§ **PROBLEM A**
Can you reproduce, word for word, everything in the Prometheus article from "Most teams have logs" down to "very first incident."?

The Practical Developer

Node.js Metrics with Prometheus: The Instrumentation That Stops You Guessing During an Outage

Logs show one request. Traces show a path. Metrics show the shape of the whole system. Here is the prom-client setup that turns your Node.js service from a black box into a dashboard you can read at 2 a.m., with the four metric types, the Express middleware, and the PromQL queries that actually predict failures.

Glowing server room with blue metrics dashboards, the kind of production visibility that turns a guessing game into hard data

The pager goes off at 02:17. The on-call engineer opens the logs and sees a wall of 500s. The trace sample rate is 1%, so there are maybe three spans to look at, all from twenty minutes ago. The dashboard shows a red line, but nobody knows what the line means because it was added by an intern six months ago and the tooltip says “api_latency_p95” with no unit. Is traffic up? Is the database slow? Is one pod OOMing?

The logs will not tell you the shape of the system; they tell you the shape of a single request. Traces show you a path, but only for the requests you sampled. The only thing that compresses a million requests into a single number is a metric, and most Node.js services ship none at all.

This post is the starter kit: prom-client, four metric types, an Express middleware that instruments every route, the PromQL queries that turn raw counters into actionable graphs, and the cardinality trap that destroys Prometheus servers if you get labels wrong.

Why logs alone fail during an incident

Logs are great for “what exactly happened to request 7f3a9c?” Metrics are for “what changed across the fleet at 02:17?” You cannot grep a million lines of JSON in the time it takes a customer to open a support chat. You cannot aggregate traces after the fact if you decided not to sample them.

A metric is a time series: a name, a set of labels, and a sequence of timestamped values. Because it is pre-aggregated inside your process, the cost to emit it is a memory increment. The cost to query it is a disk scan over a tiny index. This is why a Grafana dashboard can render a six-hour latency trend in 200 milliseconds, while the equivalent log query times out after thirty seconds.

Most teams have logs because Pino is easy. Most teams have traces because OpenTelemetry is automatic. Metrics are the third pillar that gets skipped because it feels like “ops work” instead of “code work.” It is not. It is code work, and it is thirty minutes of setup that pays off on the very first incident.

The library: prom-client

prom-client is the standard Prometheus client for Node.js. It maintains metrics in memory, exposes them on an HTTP endpoint, and handles everything from label validation to histogram bucket selection.

§ **PROVIDED DATA**
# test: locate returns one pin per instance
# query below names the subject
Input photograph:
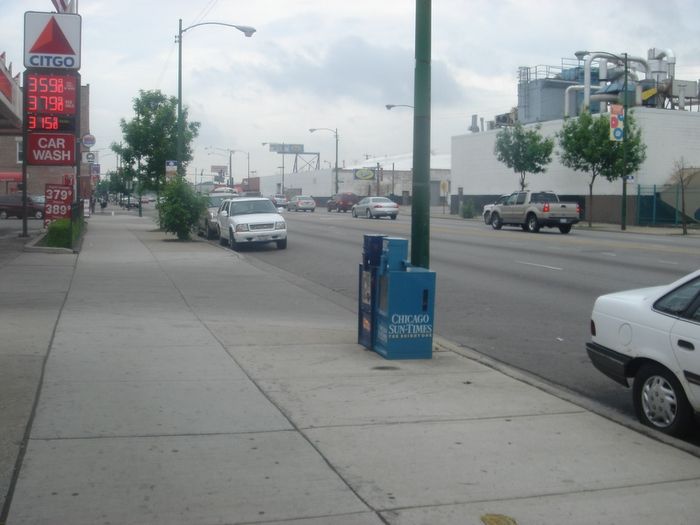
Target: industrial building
(665, 108)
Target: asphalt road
(523, 299)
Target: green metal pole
(623, 221)
(180, 122)
(420, 209)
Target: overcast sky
(336, 64)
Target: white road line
(540, 266)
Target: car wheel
(660, 402)
(533, 225)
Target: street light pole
(246, 30)
(335, 132)
(420, 209)
(623, 219)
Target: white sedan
(652, 336)
(375, 207)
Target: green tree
(586, 147)
(150, 138)
(180, 208)
(524, 151)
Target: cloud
(353, 68)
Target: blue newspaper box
(367, 295)
(405, 305)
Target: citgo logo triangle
(52, 41)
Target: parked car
(375, 207)
(652, 336)
(342, 202)
(488, 208)
(301, 203)
(11, 206)
(280, 201)
(206, 225)
(249, 220)
(532, 210)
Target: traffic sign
(52, 40)
(50, 149)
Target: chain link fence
(661, 205)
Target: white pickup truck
(531, 210)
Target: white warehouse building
(662, 107)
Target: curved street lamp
(246, 30)
(335, 132)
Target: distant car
(11, 206)
(301, 203)
(224, 189)
(129, 202)
(250, 220)
(652, 336)
(280, 201)
(206, 225)
(342, 202)
(488, 208)
(375, 207)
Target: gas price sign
(52, 93)
(51, 102)
(58, 201)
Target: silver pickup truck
(531, 210)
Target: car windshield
(216, 200)
(246, 207)
(544, 196)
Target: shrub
(180, 208)
(468, 209)
(60, 234)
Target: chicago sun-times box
(405, 306)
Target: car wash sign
(50, 149)
(52, 40)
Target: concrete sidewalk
(185, 385)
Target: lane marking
(540, 266)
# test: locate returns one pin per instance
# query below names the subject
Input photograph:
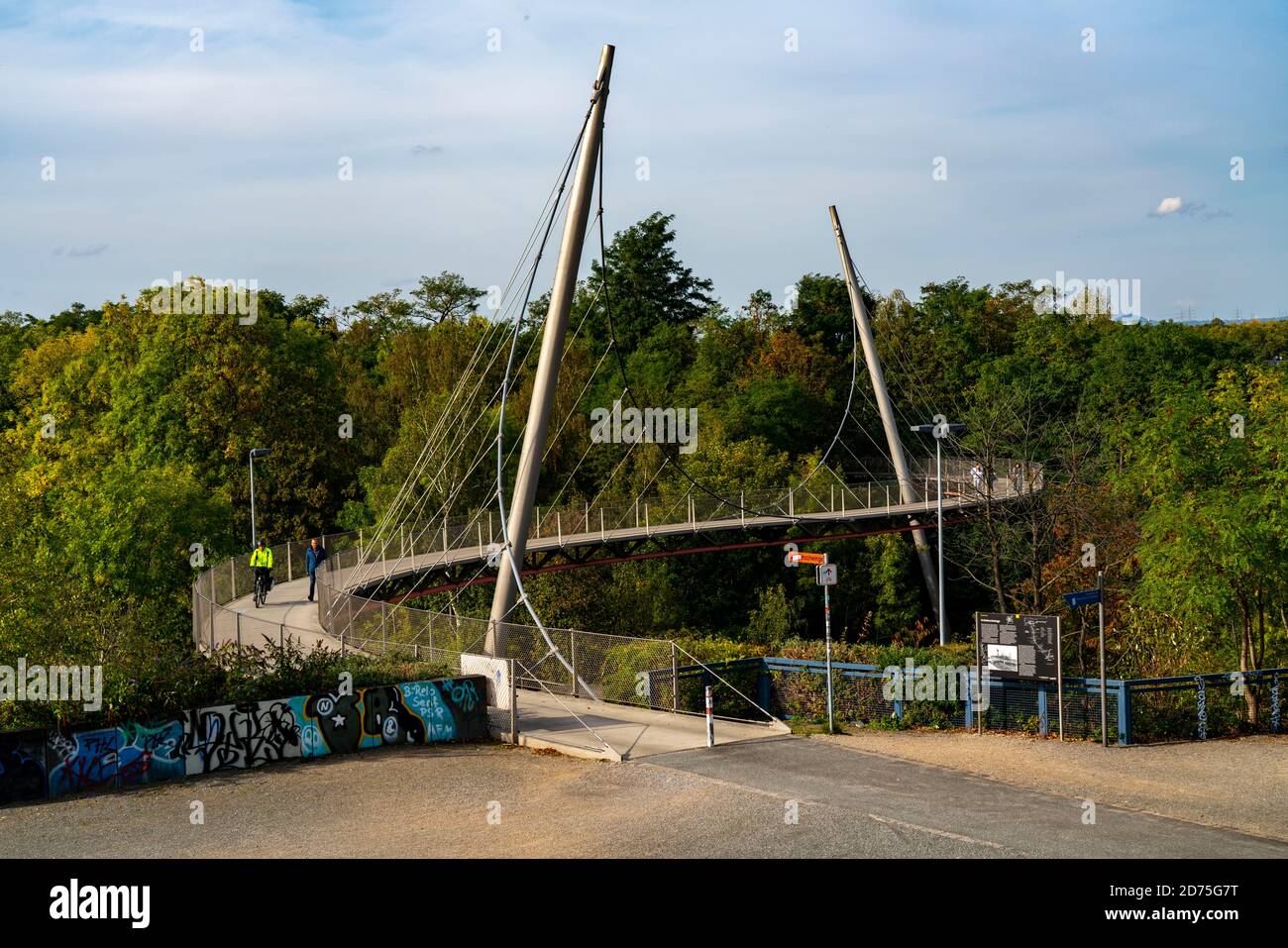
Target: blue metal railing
(1183, 707)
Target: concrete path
(952, 813)
(286, 613)
(561, 723)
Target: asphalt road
(888, 802)
(494, 801)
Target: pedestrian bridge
(362, 600)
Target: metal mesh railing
(608, 668)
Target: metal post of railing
(514, 704)
(675, 681)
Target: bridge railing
(365, 557)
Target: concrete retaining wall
(39, 764)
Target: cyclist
(262, 562)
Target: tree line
(125, 437)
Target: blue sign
(1087, 596)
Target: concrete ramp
(549, 721)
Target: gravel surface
(1240, 785)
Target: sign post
(979, 685)
(825, 576)
(1096, 596)
(1059, 679)
(1025, 648)
(1100, 601)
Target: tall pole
(939, 492)
(552, 352)
(1104, 721)
(827, 636)
(254, 536)
(884, 406)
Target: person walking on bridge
(313, 558)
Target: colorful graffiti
(85, 760)
(151, 753)
(22, 766)
(415, 712)
(240, 736)
(35, 764)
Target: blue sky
(224, 162)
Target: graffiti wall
(22, 766)
(37, 764)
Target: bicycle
(262, 584)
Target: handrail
(580, 523)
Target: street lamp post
(254, 454)
(940, 429)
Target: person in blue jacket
(313, 558)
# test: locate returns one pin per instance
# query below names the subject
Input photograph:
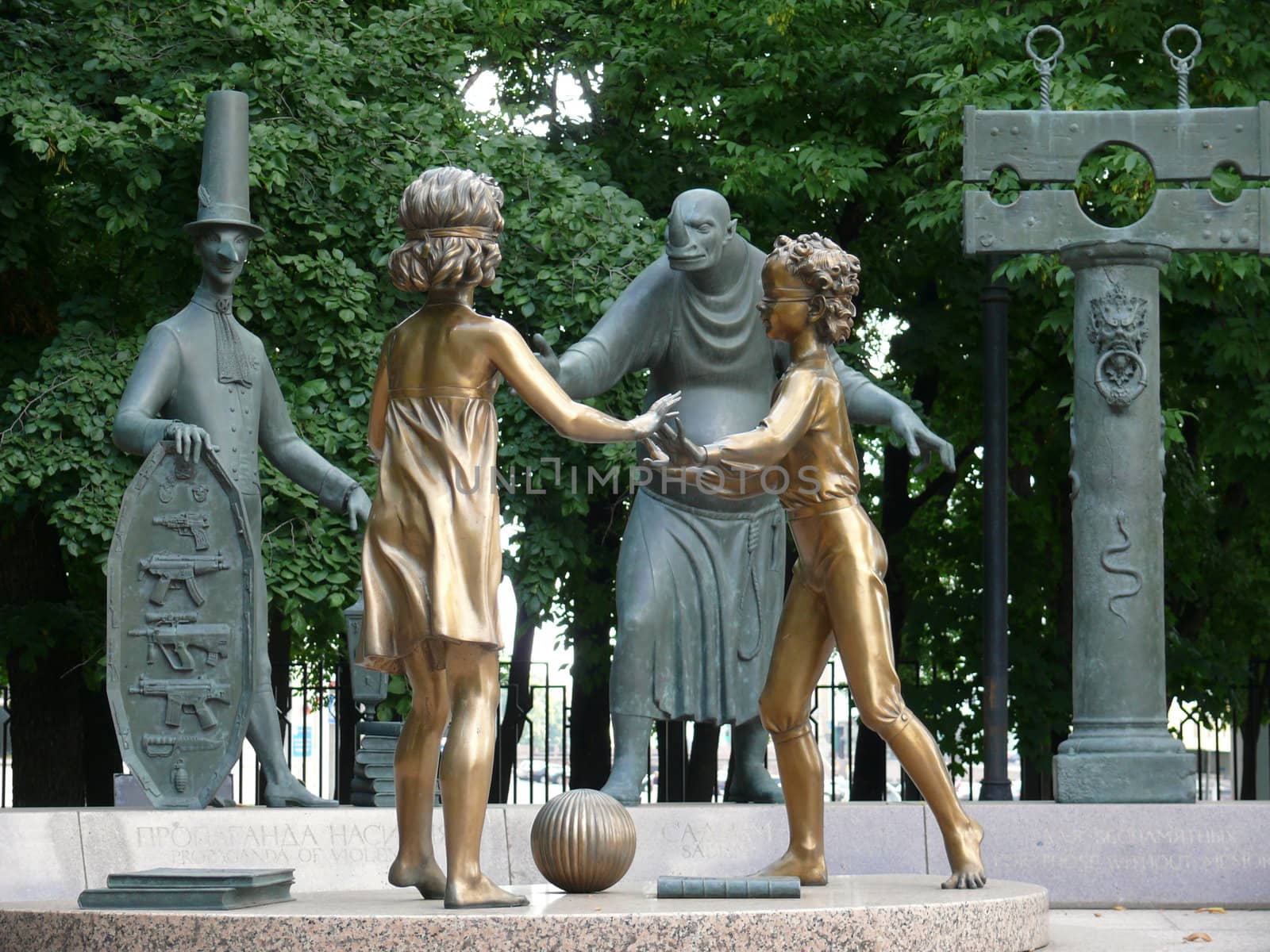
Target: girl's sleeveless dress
(432, 560)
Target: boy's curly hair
(452, 220)
(829, 273)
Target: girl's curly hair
(448, 200)
(829, 273)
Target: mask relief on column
(1118, 328)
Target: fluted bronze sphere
(583, 841)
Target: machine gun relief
(167, 744)
(175, 640)
(194, 693)
(169, 566)
(192, 524)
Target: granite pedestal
(1086, 854)
(856, 913)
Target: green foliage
(846, 117)
(101, 130)
(838, 116)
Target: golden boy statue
(838, 594)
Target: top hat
(222, 190)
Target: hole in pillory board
(1115, 186)
(1226, 183)
(1003, 186)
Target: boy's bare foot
(810, 867)
(425, 876)
(482, 892)
(963, 848)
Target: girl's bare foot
(963, 848)
(810, 867)
(482, 892)
(425, 876)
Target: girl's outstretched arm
(586, 424)
(380, 403)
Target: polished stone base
(852, 913)
(1098, 856)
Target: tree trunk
(102, 759)
(702, 777)
(1250, 727)
(347, 715)
(516, 712)
(48, 730)
(869, 774)
(672, 762)
(54, 719)
(590, 748)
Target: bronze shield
(179, 628)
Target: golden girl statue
(837, 597)
(432, 560)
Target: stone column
(1121, 749)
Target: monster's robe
(700, 578)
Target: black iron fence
(319, 738)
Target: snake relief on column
(1118, 549)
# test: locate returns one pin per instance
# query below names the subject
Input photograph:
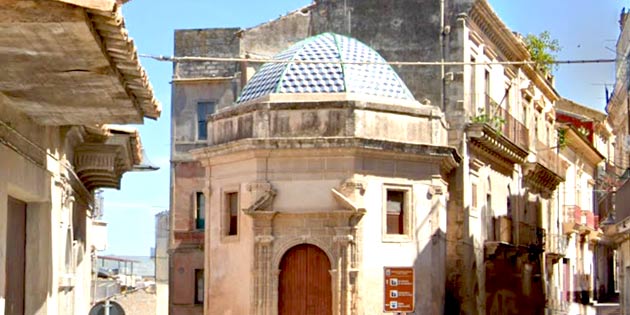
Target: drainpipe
(443, 54)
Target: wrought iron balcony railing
(504, 123)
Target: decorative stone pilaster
(262, 275)
(342, 241)
(260, 199)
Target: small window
(231, 208)
(200, 214)
(203, 110)
(395, 212)
(198, 286)
(474, 195)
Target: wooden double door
(305, 285)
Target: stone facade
(618, 164)
(501, 121)
(56, 147)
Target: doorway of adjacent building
(16, 248)
(305, 285)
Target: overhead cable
(391, 63)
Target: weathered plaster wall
(303, 181)
(219, 42)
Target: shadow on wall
(510, 278)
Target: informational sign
(399, 289)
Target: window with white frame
(397, 213)
(203, 110)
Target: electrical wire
(391, 63)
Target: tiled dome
(354, 68)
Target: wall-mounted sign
(399, 289)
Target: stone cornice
(446, 157)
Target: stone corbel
(67, 196)
(261, 195)
(349, 194)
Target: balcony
(498, 134)
(556, 246)
(531, 236)
(514, 236)
(545, 169)
(578, 220)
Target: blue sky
(585, 30)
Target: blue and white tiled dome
(354, 68)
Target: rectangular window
(198, 286)
(203, 110)
(395, 212)
(231, 208)
(474, 195)
(200, 213)
(487, 82)
(473, 85)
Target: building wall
(410, 31)
(193, 83)
(30, 175)
(309, 218)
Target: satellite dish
(114, 309)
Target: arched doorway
(305, 282)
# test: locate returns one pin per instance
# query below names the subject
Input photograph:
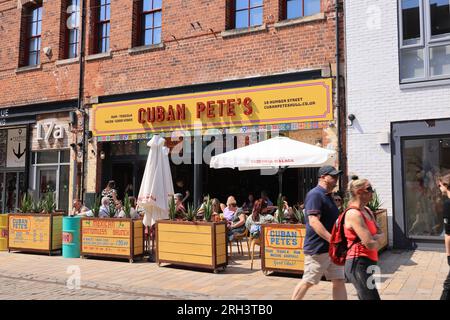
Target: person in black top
(444, 186)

§ **PROBLEM B**
Could you rewrite everything in the rows, from the line containing "Target: shrub" down to the line containing "(1003, 186)", as a JSON list of strings with one string per line and blank lines dropped? Leave the pictures out.

§ **FULL SOLUTION A**
Most teams have logs because Pino is easy. Most teams have traces because OpenTelemetry is automatic. Metrics are the third pillar that gets skipped because it feels like “ops work” instead of “code work.” It is not. It is code work, and it is thirty minutes of setup that pays off on the very first incident.

§ **FULL SOLUTION B**
[
  "Target: shrub",
  "(180, 208)",
  "(468, 209)",
  "(60, 234)",
  "Target: chicago sun-times box",
  "(405, 306)",
  "Target: car wash sign",
  "(50, 149)",
  "(52, 40)",
  "Target: concrete sidewalk",
  "(185, 385)",
  "Target: lane marking",
  "(540, 266)",
  "# test: locate returns one pin per instance",
  "# query below names the subject",
  "Input photograph:",
  "Target: blue metal railing",
  "(1183, 707)",
  "Target: concrete path",
  "(952, 813)",
  "(286, 613)",
  "(561, 723)",
  "Target: asphalt road",
  "(888, 802)",
  "(494, 801)",
  "Target: pedestrian bridge",
  "(362, 600)",
  "Target: metal mesh railing",
  "(608, 668)",
  "Target: metal post of railing",
  "(514, 704)",
  "(675, 681)",
  "Target: bridge railing",
  "(365, 557)",
  "Target: concrete retaining wall",
  "(39, 764)",
  "Target: cyclist",
  "(262, 562)",
  "Target: tree line",
  "(125, 437)",
  "Target: blue sign",
  "(1087, 596)",
  "Target: concrete ramp",
  "(549, 721)",
  "Target: gravel surface",
  "(1240, 785)",
  "Target: sign post",
  "(979, 685)",
  "(825, 576)",
  "(1096, 596)",
  "(1059, 679)",
  "(1025, 648)",
  "(1100, 601)",
  "Target: tall pole",
  "(939, 492)",
  "(552, 352)",
  "(1104, 721)",
  "(827, 636)",
  "(254, 536)",
  "(884, 406)",
  "Target: person walking on bridge",
  "(313, 558)",
  "Target: colorful graffiti",
  "(85, 760)",
  "(151, 753)",
  "(22, 766)",
  "(415, 712)",
  "(240, 736)",
  "(35, 764)",
  "Target: blue sky",
  "(224, 162)",
  "Target: graffiti wall",
  "(22, 766)",
  "(37, 764)",
  "Target: bicycle",
  "(262, 584)",
  "Target: handrail",
  "(580, 523)",
  "Target: street lamp post",
  "(254, 454)",
  "(940, 429)",
  "Target: person in blue jacket",
  "(313, 558)",
  "# test: locate returns one pin per instance",
  "# query below names the subject",
  "Input photograph:",
  "Target: girl's sleeveless dress",
  "(432, 560)",
  "Target: boy's curly hair",
  "(452, 220)",
  "(829, 273)",
  "Target: girl's curly hair",
  "(448, 200)",
  "(829, 273)",
  "Target: mask relief on column",
  "(1118, 328)",
  "Target: fluted bronze sphere",
  "(583, 841)",
  "Target: machine gun relief",
  "(167, 744)",
  "(175, 640)",
  "(194, 693)",
  "(169, 566)",
  "(192, 524)",
  "Target: granite pedestal",
  "(1086, 854)",
  "(856, 913)",
  "Target: green foliage",
  "(846, 117)",
  "(101, 130)",
  "(838, 116)",
  "Target: golden boy statue",
  "(838, 594)",
  "Target: top hat",
  "(222, 190)",
  "Target: hole in pillory board",
  "(1115, 186)",
  "(1226, 183)",
  "(1003, 186)"
]